- Work task -
In the listing below, print exactly the lines between the line holding "Expected: the pointer indicates a point on the girl's" and the line holding "Expected: the pointer indicates a point on the gray", inclusive, and no more.

- Task data -
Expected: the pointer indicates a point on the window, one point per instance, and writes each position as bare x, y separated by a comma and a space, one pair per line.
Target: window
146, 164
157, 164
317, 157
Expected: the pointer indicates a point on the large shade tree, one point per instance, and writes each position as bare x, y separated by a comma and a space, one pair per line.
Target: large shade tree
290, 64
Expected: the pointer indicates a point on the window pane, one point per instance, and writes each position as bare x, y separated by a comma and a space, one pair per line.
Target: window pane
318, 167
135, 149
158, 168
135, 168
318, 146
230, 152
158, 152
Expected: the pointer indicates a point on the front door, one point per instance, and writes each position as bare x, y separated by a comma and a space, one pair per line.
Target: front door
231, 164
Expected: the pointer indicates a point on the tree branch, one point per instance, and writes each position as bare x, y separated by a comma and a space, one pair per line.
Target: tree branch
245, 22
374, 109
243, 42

==

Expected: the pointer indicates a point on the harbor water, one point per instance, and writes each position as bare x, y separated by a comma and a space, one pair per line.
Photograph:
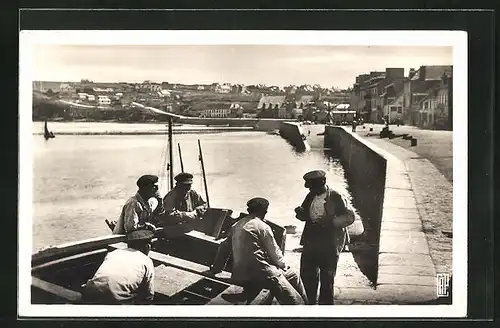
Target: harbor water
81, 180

==

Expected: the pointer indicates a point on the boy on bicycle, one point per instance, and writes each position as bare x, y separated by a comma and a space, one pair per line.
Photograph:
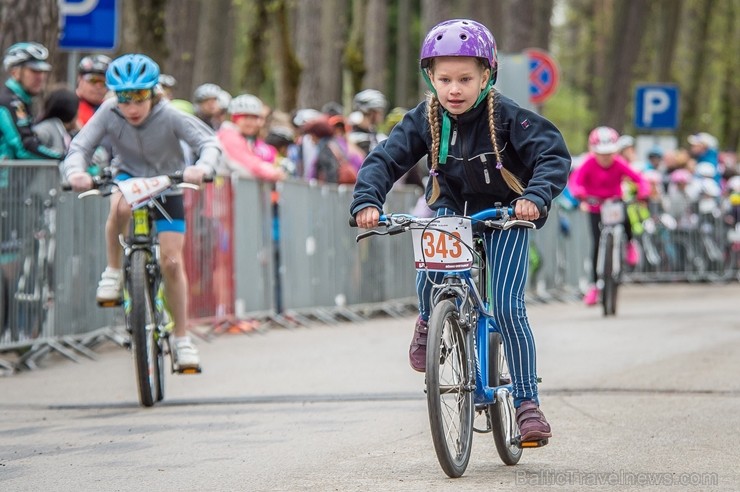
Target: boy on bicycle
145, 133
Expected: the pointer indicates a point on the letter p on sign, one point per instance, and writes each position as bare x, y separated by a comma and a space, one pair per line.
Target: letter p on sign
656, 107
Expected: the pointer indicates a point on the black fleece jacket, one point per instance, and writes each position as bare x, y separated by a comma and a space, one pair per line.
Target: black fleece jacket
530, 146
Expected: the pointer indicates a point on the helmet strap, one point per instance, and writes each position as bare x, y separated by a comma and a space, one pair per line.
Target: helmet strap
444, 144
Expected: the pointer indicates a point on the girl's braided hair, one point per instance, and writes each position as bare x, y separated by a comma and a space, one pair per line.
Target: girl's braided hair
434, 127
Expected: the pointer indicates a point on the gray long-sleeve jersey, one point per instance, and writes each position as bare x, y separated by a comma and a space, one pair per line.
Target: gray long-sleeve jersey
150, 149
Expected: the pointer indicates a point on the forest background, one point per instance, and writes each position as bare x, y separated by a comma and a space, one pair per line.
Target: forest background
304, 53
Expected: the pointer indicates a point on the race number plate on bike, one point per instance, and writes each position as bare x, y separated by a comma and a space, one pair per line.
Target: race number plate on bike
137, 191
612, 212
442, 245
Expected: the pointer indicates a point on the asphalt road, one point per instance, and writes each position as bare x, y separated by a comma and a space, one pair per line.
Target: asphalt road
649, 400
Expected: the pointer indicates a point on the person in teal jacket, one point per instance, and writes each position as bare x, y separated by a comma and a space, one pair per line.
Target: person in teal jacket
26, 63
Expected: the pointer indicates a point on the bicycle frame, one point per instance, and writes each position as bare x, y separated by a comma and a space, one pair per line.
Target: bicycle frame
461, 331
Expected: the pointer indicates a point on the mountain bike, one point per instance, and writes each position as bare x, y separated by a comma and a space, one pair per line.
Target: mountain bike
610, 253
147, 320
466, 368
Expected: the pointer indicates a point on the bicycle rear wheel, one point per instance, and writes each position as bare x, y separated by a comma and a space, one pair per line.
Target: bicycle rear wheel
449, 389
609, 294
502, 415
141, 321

- Answer to this task -
Expected: the pointer indicates a point on the girl's braided hair, one point per instance, and writes each position as bare x, y separated by a comma and a space, one pair per line.
Target: girl's braided hair
434, 127
Expected: the pointer indicates a point on the gray long-sleeve jersey, one point per instance, and writes each position as bare x, y separated by a comma and a space, one pair per line.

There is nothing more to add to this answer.